Written instruction -
Set down, word for word, the stretch of lines from the one containing "Tag every instance of the mouth" to the end of the records below.
* * *
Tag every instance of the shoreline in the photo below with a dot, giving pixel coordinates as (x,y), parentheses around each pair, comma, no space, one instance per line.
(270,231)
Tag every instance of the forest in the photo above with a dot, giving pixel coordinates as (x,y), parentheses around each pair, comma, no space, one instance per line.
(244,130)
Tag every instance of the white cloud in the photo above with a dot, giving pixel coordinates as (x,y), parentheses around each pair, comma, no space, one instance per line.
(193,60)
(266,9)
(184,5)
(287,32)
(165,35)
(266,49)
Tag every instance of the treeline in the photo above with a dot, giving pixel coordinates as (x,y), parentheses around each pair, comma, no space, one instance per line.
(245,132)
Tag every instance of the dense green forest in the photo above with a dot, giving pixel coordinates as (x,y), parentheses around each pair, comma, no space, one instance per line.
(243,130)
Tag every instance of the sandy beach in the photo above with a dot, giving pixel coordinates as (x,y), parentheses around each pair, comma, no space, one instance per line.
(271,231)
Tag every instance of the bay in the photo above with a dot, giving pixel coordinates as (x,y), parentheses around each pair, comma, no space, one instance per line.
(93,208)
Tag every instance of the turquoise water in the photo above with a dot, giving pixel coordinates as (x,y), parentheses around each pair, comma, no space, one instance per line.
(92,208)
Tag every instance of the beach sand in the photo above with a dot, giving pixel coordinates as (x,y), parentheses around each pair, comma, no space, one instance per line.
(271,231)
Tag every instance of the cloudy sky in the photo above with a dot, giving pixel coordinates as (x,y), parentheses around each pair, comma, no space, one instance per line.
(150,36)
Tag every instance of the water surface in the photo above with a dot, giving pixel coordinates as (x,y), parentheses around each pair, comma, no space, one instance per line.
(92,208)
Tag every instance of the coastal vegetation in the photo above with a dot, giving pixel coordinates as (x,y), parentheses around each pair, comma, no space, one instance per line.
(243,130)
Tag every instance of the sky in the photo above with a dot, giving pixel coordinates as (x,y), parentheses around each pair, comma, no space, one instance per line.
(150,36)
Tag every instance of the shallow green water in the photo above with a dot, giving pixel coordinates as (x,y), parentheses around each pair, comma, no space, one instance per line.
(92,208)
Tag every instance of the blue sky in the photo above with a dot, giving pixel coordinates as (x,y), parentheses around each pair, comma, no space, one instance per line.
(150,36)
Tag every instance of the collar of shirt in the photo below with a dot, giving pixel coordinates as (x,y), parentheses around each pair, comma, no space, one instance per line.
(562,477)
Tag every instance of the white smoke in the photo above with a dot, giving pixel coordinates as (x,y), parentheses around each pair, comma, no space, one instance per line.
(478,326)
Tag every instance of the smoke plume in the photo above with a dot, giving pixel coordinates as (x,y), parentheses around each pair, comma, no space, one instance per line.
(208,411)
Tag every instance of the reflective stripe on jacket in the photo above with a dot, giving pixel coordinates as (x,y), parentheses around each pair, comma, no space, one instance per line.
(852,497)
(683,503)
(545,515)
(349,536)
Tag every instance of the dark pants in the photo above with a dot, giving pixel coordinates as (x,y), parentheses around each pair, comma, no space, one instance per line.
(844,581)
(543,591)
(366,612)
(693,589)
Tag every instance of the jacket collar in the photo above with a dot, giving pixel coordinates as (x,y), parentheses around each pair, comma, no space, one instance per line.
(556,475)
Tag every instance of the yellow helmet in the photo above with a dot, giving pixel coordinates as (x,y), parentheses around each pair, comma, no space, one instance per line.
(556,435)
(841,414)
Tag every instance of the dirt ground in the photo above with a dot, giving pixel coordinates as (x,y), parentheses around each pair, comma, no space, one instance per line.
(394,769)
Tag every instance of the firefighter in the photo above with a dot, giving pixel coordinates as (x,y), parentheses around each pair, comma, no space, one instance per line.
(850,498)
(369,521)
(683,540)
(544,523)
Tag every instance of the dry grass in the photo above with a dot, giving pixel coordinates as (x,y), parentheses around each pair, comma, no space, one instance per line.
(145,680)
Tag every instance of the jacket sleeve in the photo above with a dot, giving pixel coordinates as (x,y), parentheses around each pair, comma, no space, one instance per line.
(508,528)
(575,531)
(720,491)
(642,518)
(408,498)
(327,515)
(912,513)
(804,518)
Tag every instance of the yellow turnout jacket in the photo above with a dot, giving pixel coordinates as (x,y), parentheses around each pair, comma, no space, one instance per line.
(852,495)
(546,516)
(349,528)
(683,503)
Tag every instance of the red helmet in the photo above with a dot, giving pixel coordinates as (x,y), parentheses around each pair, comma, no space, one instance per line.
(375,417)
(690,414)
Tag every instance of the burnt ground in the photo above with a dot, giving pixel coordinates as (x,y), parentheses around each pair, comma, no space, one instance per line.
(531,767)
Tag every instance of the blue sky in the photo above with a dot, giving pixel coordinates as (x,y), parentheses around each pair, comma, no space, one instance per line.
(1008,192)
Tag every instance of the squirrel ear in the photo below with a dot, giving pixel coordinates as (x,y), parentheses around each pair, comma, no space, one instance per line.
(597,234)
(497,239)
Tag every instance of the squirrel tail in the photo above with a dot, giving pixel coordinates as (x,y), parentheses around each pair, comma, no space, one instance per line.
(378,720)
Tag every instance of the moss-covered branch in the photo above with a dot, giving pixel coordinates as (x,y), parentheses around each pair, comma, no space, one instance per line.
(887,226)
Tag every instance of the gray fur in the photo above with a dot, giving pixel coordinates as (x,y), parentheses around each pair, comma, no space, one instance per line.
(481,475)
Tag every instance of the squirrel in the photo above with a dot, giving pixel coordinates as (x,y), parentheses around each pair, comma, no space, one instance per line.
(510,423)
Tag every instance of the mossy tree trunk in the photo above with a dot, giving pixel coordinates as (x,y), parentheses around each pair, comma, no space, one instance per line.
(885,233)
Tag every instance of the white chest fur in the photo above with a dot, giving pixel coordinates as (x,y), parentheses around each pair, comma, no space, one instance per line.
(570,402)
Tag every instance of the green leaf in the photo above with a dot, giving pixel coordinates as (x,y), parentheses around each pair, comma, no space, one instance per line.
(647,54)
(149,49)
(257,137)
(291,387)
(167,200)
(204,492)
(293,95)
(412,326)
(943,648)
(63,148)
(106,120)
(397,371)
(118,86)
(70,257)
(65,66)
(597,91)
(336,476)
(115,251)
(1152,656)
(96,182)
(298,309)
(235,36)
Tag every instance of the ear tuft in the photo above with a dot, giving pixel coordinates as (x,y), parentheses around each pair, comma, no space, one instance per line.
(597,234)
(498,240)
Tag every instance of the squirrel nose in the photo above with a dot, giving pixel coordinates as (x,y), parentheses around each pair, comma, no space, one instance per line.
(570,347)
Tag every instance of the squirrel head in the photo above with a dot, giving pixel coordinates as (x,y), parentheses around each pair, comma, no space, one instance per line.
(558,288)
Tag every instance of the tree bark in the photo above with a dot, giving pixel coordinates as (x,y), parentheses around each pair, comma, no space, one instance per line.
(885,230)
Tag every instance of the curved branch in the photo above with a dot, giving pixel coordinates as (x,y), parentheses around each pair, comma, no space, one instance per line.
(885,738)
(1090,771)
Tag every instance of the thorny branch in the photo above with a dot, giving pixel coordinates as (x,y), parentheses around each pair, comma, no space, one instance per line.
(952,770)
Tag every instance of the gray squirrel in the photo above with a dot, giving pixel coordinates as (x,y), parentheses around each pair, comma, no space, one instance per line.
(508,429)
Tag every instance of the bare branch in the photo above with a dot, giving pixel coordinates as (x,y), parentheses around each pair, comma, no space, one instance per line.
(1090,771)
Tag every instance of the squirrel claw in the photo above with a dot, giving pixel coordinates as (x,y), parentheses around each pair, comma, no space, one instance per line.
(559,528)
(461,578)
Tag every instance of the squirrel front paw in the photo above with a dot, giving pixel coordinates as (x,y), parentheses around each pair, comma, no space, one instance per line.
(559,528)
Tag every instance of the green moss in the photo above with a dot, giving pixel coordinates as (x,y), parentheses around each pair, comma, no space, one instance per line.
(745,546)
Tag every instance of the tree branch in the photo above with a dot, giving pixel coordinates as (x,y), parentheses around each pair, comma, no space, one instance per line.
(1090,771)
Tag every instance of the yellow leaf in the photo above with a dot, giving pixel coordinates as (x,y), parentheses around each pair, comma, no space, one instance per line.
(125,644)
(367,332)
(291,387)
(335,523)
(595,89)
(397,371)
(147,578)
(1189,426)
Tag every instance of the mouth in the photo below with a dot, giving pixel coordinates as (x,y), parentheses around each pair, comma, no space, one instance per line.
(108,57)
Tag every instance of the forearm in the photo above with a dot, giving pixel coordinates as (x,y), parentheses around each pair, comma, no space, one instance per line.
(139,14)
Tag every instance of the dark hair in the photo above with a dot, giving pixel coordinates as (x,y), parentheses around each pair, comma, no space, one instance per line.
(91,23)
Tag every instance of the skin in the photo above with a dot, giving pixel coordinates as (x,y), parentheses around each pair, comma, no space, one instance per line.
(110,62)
* * *
Output of the task -
Tag every instance of the mouth in the photo below with a dot, giving pixel coordinates as (x,y), parentheses around each pair, comma, no space, one instance per line.
(108,57)
Tag every instance of the forearm in the photo above with a dot, giving pixel coordinates as (x,y), parentheses around each pair, comma, no space, one instance per line.
(139,14)
Tag every instance of the dark hair in the photo above with a dot, giving pixel coordinates as (x,y), parentheses around each pair, comma, no space, one instance per line.
(91,23)
Tag every instance of the skin in the photo above with a dot, giving pixel coordinates as (x,y), parentheses around each pair, comma, no space, one instance per line.
(110,62)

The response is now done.